**INSTRUCTION 1**
Reproduce the stretch of the article on Rex and Rachel's from "Stewart Lee" through "strings and piano.", word for word.

**SOURCE EXCERPT**
[start]
Rex

Julie + Doug Curtis
+ Phil

The Sunday Times, Culture section, October 5th 1997.
Stewart Lee

Late last month, Cecil Sharp House, the English Folk song Society HQ in Regent's Park, hosted the UK debut for Rex and Rachel's, twin leading lights of a hardy hybrid strain of American post-rock dynamics and folk classical sensibilities. A 500-strong crowd on plastic seating saw Rachel's showcase last year's essential Sea & the Bells album, a requiem for clipper ships made up of delicate instrumentals - guitar and drums weaving between strings and piano.
Rachel's are one of a host of uniformly excellent bands straddling their home, rural Louisville, Kentucky, and the studios and venues of nearby Chicago, who share common aims, a common ancestry and common living and rehearsal spaces. "Louisville is just ... out of it," says Rachel's guitarist, Jason Noble, "so we all take inspiration from things as diverse as 40-year-old jazz records, reading a lot of books and the climate here, which is very dramatic."
[end]
**ENTRIES**
[start]
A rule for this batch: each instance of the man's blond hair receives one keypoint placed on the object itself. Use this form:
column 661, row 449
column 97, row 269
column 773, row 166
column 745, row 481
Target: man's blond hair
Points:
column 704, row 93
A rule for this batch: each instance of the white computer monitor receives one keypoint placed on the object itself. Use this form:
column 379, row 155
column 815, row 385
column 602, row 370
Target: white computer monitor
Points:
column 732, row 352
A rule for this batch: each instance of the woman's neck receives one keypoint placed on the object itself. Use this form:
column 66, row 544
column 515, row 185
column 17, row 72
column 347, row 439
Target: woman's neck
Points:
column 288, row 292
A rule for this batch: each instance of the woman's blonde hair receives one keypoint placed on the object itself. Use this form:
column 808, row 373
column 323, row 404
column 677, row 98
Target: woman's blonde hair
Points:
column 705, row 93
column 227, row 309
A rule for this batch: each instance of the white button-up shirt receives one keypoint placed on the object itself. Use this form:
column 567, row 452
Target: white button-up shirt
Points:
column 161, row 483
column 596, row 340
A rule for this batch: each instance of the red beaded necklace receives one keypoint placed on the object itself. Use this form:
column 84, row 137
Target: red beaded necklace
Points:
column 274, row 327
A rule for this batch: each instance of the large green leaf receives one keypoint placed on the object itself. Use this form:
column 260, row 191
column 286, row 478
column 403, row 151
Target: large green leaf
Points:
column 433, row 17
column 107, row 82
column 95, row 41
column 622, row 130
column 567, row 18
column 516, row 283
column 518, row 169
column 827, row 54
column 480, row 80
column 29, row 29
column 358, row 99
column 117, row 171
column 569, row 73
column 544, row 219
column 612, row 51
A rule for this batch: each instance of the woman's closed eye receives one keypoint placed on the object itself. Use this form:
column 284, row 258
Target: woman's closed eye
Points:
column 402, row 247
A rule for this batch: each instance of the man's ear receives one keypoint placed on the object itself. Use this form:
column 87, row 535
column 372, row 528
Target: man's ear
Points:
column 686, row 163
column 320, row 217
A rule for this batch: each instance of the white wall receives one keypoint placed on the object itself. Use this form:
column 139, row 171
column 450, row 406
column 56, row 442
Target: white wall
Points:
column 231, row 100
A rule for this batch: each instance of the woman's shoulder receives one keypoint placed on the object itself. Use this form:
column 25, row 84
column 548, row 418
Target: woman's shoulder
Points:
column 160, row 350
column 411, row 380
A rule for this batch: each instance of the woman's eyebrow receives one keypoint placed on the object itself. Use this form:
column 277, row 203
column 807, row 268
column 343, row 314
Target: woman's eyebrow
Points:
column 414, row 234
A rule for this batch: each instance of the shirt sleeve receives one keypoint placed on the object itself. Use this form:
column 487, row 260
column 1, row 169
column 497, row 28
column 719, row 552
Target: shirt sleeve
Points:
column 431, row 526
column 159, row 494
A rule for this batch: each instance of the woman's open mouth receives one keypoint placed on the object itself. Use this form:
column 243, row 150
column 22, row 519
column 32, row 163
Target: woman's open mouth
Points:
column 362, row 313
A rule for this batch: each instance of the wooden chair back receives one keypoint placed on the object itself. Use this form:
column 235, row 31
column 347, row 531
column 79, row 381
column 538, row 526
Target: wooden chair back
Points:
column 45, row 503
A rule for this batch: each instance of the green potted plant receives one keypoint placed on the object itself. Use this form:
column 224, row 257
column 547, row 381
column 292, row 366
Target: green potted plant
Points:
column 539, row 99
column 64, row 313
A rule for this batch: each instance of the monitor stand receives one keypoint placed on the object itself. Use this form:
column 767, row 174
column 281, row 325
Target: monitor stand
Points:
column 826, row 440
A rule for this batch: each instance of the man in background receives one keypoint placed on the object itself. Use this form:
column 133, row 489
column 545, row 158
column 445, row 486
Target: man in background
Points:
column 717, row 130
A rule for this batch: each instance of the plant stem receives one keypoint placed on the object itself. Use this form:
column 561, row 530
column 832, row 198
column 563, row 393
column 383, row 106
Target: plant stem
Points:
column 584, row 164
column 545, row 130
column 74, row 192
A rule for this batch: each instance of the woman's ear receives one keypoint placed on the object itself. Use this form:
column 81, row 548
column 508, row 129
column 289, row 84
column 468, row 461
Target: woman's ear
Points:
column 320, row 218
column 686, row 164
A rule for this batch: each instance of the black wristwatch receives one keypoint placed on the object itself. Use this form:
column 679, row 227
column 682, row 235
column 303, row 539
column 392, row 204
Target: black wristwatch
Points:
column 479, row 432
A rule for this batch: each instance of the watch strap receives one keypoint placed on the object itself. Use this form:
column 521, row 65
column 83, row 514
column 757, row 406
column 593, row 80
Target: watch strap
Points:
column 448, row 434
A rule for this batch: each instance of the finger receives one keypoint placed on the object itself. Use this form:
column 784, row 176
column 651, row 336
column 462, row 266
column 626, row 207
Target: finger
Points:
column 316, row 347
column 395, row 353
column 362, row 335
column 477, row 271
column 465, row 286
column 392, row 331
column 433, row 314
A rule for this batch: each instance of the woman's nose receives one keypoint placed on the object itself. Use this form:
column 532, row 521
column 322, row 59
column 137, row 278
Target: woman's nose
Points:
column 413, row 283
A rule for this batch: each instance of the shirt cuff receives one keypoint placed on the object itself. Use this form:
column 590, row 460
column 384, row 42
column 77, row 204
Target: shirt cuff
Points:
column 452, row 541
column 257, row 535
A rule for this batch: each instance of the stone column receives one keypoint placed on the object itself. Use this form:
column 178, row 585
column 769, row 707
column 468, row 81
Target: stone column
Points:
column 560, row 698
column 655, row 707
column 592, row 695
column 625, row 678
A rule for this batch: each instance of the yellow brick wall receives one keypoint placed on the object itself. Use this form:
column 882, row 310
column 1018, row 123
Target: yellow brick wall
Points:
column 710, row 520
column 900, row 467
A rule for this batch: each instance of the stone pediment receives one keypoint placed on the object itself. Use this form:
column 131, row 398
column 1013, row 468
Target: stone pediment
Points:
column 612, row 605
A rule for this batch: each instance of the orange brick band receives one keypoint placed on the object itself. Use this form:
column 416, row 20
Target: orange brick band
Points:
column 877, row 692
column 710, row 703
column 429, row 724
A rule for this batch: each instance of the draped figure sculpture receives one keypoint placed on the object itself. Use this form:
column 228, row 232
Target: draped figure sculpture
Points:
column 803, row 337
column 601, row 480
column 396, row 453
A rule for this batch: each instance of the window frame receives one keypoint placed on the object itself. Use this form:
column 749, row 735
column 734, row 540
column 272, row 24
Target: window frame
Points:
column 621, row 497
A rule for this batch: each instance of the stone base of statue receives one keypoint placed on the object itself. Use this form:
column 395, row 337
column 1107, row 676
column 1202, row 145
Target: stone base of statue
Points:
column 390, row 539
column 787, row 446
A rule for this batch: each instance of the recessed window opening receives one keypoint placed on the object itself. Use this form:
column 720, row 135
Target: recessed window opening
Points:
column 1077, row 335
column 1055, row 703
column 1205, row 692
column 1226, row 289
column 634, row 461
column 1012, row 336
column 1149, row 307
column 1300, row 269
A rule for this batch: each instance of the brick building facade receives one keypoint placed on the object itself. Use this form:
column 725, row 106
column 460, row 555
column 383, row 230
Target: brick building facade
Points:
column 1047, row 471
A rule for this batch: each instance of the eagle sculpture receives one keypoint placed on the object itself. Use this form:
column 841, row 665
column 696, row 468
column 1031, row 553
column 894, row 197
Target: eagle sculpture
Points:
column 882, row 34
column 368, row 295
[end]
**INSTRUCTION 2**
Transcribe the rows from the line that contains "A rule for this batch: each instance of the plant" through the line that contains "column 413, row 283", both included.

**RESULT 1**
Stewart Lee

Late last month, Cecil Sharp House, the English Folk song Society HQ in Regent's Park, hosted the UK debut for Rex and Rachel's, twin leading lights of a hardy hybrid strain of American post-rock dynamics and folk classical sensibilities. A 500-strong crowd on plastic seating saw Rachel's showcase last year's essential Sea & the Bells album, a requiem for clipper ships made up of delicate instrumentals - guitar and drums weaving between strings and piano.

**RESULT 2**
A rule for this batch: each instance of the plant stem receives one keypoint placed on the object itself. Use this form:
column 561, row 530
column 832, row 198
column 563, row 393
column 383, row 106
Target: plant stem
Points:
column 584, row 164
column 545, row 130
column 74, row 192
A rule for this batch: each instance of the woman's ear receives one keypoint placed on the object itself. Use this form:
column 81, row 548
column 508, row 129
column 289, row 84
column 468, row 461
Target: woman's ear
Points:
column 320, row 218
column 686, row 164
A rule for this batch: each instance of the black wristwatch receives one keypoint placed on the object itself. Use this form:
column 679, row 227
column 682, row 235
column 303, row 539
column 392, row 204
Target: black wristwatch
Points:
column 479, row 432
A rule for this batch: each instance of the watch strap receives one keypoint placed on the object itself. Use this form:
column 521, row 65
column 83, row 514
column 757, row 406
column 593, row 80
Target: watch strap
Points:
column 448, row 434
A rule for this batch: each instance of the finger receives one keypoint placed on the object itself. Use this form:
column 784, row 176
column 651, row 336
column 462, row 266
column 626, row 207
Target: finger
Points:
column 316, row 347
column 395, row 353
column 362, row 335
column 477, row 271
column 465, row 286
column 392, row 331
column 433, row 314
A rule for this batch: each instance of the woman's nose receives one keypoint placed on the object itself. Use this form:
column 532, row 521
column 322, row 59
column 137, row 278
Target: woman's nose
Points:
column 413, row 283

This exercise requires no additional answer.